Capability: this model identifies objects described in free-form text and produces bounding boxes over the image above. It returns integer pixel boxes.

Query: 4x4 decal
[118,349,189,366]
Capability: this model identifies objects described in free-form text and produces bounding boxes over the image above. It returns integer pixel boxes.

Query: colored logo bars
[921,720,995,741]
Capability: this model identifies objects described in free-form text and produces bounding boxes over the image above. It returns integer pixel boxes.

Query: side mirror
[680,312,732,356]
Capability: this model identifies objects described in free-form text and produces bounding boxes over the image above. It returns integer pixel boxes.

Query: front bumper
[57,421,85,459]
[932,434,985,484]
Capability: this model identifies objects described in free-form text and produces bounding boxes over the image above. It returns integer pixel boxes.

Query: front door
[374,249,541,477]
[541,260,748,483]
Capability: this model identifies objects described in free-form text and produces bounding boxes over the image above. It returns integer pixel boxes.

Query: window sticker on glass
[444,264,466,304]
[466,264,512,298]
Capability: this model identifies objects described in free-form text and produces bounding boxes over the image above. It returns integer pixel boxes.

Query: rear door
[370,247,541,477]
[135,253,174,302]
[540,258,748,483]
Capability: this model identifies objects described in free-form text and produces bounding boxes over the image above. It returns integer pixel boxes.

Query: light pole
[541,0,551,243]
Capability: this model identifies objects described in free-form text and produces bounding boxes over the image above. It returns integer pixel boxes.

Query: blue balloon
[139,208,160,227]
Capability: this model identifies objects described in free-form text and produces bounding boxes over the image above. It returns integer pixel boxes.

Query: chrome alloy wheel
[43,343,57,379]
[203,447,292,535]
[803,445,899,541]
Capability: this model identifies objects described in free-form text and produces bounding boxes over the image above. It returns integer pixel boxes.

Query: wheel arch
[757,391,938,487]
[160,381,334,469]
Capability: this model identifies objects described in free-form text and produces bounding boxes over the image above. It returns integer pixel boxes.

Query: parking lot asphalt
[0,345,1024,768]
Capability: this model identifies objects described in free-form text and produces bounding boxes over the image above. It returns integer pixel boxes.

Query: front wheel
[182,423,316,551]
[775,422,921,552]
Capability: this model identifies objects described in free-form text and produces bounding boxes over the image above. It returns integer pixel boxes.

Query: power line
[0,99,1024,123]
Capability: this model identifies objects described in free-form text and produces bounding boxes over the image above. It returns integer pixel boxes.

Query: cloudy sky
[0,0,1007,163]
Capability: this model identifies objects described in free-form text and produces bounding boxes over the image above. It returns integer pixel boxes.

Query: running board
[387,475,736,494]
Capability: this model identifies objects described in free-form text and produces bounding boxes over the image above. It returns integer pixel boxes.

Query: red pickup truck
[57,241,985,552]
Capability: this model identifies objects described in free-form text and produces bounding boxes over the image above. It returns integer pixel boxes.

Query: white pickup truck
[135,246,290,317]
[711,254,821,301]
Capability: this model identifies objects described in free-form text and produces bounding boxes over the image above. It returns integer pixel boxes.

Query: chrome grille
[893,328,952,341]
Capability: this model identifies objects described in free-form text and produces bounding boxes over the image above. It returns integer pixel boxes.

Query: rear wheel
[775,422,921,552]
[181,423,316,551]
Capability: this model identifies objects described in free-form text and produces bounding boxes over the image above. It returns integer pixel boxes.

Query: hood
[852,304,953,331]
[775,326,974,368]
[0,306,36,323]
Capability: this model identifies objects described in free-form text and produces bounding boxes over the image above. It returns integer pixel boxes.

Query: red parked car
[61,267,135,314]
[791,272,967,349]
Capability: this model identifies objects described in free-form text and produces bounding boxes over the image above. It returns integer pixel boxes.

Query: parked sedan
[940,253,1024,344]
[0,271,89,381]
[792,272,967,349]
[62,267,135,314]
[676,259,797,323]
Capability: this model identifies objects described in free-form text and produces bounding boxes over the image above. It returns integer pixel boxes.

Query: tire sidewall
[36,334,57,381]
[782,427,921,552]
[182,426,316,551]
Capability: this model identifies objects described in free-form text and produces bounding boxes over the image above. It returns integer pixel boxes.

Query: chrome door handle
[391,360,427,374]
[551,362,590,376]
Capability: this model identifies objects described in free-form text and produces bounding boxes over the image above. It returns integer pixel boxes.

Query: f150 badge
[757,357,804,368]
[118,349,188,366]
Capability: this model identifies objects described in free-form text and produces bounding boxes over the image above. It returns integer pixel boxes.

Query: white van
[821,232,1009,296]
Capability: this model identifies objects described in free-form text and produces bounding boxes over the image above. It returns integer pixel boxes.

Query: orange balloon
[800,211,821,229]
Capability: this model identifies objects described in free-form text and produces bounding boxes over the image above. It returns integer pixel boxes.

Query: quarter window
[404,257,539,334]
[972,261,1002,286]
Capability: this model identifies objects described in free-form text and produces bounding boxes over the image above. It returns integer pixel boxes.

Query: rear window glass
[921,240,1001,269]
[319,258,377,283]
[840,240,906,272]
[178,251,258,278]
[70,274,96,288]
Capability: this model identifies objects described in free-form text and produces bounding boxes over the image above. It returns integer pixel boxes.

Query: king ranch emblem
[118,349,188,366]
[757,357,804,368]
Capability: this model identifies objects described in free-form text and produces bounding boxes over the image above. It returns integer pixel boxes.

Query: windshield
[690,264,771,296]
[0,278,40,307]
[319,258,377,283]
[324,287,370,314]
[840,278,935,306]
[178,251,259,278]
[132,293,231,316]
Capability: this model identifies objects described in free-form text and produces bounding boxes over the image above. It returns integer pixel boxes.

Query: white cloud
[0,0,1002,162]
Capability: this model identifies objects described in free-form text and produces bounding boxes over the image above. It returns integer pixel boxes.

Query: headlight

#### Exercise goal:
Rewrite the listing from its first line through the line containing "[118,349,189,366]", keeping the requests. Multiply every box coordinate in the answers by 1.1, and round each result to a whole number, with halves rounded up.

#### Reply to the task:
Capability: this model identifies objects described in free-form text and produces bounding boxes over the image above. It returns integer pixel boxes.

Query: 4x4 decal
[130,384,208,403]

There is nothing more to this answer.